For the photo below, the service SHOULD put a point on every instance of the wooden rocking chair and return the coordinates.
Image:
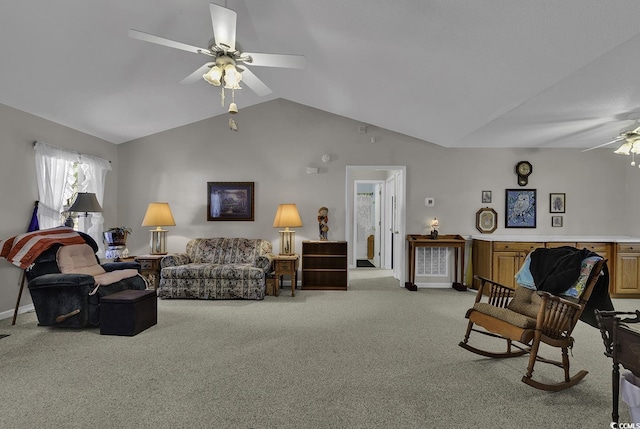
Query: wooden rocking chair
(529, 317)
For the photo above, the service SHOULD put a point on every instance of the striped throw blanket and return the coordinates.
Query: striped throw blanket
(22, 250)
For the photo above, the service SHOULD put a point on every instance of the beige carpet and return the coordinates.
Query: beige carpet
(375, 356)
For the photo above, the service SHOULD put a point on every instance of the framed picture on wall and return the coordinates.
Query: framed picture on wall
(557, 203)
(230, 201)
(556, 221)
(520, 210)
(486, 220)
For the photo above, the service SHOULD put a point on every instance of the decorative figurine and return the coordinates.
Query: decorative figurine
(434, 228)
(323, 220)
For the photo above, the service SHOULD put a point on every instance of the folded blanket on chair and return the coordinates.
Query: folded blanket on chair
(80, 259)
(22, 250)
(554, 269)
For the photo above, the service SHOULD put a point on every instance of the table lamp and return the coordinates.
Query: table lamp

Aim of the exercise: The expected output is the exact run of lines from the first line of the material above through the line that contains "blanket and return the coordinates.", minus any pictures.

Answer space:
For the photo below, the service SHOULD put a point on every instance of the wooden rocking chair and return the coordinates.
Image:
Query: wooden rocking chair
(529, 317)
For the photo above, the service SHOULD put a point on every instance of the striped throw blanket and return the coordinates.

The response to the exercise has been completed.